__Instructions to follow__
Copy all lines below exactly as written. Leave pictures out.
--- START ---
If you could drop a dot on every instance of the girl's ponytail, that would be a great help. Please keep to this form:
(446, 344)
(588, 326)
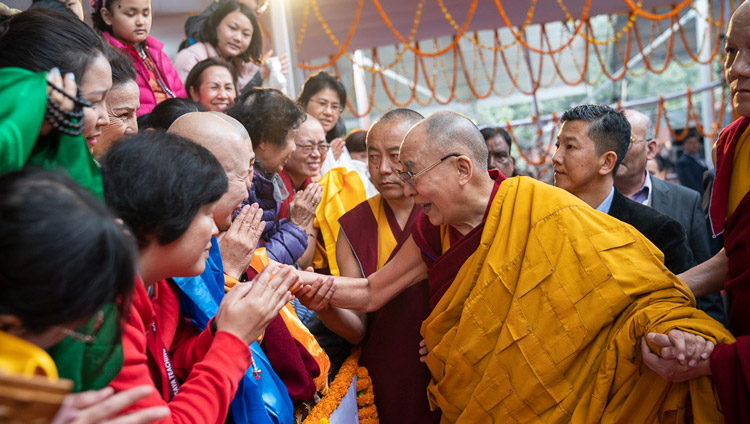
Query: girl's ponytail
(96, 15)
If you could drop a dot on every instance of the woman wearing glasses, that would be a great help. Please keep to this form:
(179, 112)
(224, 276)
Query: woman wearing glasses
(324, 97)
(303, 166)
(62, 259)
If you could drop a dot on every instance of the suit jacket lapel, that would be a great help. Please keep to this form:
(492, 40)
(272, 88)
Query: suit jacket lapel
(660, 199)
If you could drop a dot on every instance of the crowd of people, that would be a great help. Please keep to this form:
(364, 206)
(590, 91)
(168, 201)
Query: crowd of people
(180, 241)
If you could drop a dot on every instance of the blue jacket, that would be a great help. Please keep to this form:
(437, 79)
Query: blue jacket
(284, 241)
(258, 401)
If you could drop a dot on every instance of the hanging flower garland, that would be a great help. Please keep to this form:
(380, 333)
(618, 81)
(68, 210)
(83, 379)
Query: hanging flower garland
(368, 413)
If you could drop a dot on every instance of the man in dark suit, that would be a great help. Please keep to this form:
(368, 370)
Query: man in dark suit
(674, 200)
(691, 166)
(592, 141)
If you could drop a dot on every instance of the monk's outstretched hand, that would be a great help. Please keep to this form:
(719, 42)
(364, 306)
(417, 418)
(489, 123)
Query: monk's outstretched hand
(672, 369)
(317, 296)
(687, 348)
--- END ---
__Task result__
If you could drop a dot on every instance of the girl's ponytail, that would be a great help. Please keep to this form:
(446, 344)
(588, 326)
Query: girl's ponytail
(96, 15)
If you could drop a dot on every instance of the woman wearing glasses, that would be a great help. Please keep to this form:
(179, 112)
(224, 276)
Query: woman wearing glasses
(324, 97)
(303, 166)
(62, 259)
If you could drop a dot on every instance of the suit jacket lapel, that would be a great help. Please keep to this form:
(492, 40)
(272, 88)
Query: suit jacket lapel
(660, 199)
If you could drop a dot on every instance of the crowd of people, that would be a great help. Please keep to this form:
(364, 206)
(590, 91)
(168, 201)
Query: crowd of people
(180, 241)
If you could drop a dot on every instance of the blue jacket, that would be a great help. Please keep to this form:
(437, 79)
Query: blue jacket
(284, 241)
(258, 401)
If you could drop a dot on every instance of the hanging flower garland, that would be a great help. Please keep to this form:
(380, 333)
(618, 81)
(68, 210)
(83, 379)
Query: hanging flower garland
(368, 413)
If you could drop a dot on every instance of the man in dark suit, that would be a great help. Please keep to this form:
(368, 370)
Query: man in dark suit
(674, 200)
(691, 166)
(592, 141)
If you could drop a dot on every instance of the monk's outstretched hand, that would be a great help. Please keep to this form:
(719, 42)
(364, 306)
(417, 418)
(489, 123)
Query: monk's outstretched hand
(672, 369)
(317, 296)
(687, 348)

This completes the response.